**Material provided**
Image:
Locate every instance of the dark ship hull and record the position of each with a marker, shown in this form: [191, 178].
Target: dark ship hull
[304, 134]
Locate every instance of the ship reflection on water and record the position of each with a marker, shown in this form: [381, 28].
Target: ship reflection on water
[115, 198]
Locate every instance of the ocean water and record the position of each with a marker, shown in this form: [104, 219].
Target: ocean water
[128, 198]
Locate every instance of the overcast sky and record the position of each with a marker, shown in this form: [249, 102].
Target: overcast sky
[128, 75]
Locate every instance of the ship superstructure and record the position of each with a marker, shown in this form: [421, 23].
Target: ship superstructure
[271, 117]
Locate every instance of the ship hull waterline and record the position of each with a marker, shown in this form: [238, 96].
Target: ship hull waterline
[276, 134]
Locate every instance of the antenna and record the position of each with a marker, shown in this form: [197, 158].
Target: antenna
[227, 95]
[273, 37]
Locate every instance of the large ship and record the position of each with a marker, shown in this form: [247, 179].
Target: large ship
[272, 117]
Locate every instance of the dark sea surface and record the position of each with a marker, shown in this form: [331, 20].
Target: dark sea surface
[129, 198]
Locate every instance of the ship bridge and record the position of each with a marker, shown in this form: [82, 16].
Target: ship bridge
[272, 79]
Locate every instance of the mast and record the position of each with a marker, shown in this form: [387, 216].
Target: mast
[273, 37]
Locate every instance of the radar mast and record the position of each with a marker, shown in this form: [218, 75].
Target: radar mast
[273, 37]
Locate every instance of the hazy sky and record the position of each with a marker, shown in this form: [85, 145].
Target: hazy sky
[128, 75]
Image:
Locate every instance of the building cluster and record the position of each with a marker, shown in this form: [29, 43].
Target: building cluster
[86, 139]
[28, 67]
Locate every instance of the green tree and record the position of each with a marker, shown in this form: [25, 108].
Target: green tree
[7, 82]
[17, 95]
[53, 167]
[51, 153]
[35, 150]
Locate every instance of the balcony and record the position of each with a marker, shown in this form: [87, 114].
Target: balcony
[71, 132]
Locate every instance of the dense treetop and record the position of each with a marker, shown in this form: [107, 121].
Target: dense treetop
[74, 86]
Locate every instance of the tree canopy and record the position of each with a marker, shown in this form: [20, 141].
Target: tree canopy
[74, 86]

**Task prompt**
Transcribe each line of the listing above precisely as it appears.

**Response for this exercise**
Image:
Locate every instance of the dark ship hull and record the position of each with a marker, shown in this form: [191, 178].
Target: dark ship hull
[304, 134]
Locate every instance of the ship reflection on water and record the position of each with a marker, shown in this form: [381, 28].
Target: ship reflection on water
[115, 198]
Locate every instance of the ocean water and record the position of each with a marker, shown in this form: [104, 219].
Target: ocean water
[128, 198]
Locate every instance of the overcast sky and record the position of each with a marker, shown in this form: [249, 102].
Target: overcast sky
[128, 75]
Locate every instance of the ship superstructure and record the position of each with a marker, shown in this form: [421, 23].
Target: ship superstructure
[271, 117]
Locate every instance of the ship hull waterline and record the position of each with a marker, shown in this form: [238, 96].
Target: ship hull waterline
[276, 134]
Locate every instance of the antenna and record the position of each with a marker, shown in this form: [197, 158].
Target: antenna
[227, 95]
[273, 37]
Locate every instance of the large ship and record the position of each with a marker, shown in this form: [247, 179].
Target: large ship
[272, 117]
Locate every instance of the dark sea surface and record the position of each with a marker, shown in this form: [331, 20].
Target: dark sea surface
[129, 198]
Locate every instance of the ship bridge and record the position of each with a marker, shown in this form: [82, 16].
Target: ship bridge
[272, 79]
Locate every instance of the mast and record the position of each with a marker, shown in this form: [387, 216].
Target: mast
[273, 37]
Locate every instance of the radar mast and record the position of each with a marker, shown in this form: [218, 75].
Target: radar mast
[273, 37]
Locate every instance of the hazy sky and record the position of each with a marker, shown in this form: [85, 145].
Target: hazy sky
[128, 75]
Image:
Locate every instance of the building cluster and record the position of each with a marker, shown in this form: [29, 43].
Target: building cluster
[86, 139]
[28, 67]
Locate every instance of the green tree and record the position of each with a marker, shown in this form: [25, 108].
Target: green tree
[7, 82]
[17, 95]
[53, 167]
[51, 153]
[35, 150]
Locate every instance of the balcony and record the position of each with a marker, shown in this form: [87, 114].
Target: balcony
[71, 132]
Locate every instance of the dense treetop and record the position of each with a marker, shown in this form: [107, 121].
Target: dense treetop
[74, 86]
Locate every instance of the tree canopy and record the position of each with a marker, shown in this form: [20, 141].
Target: tree canopy
[74, 86]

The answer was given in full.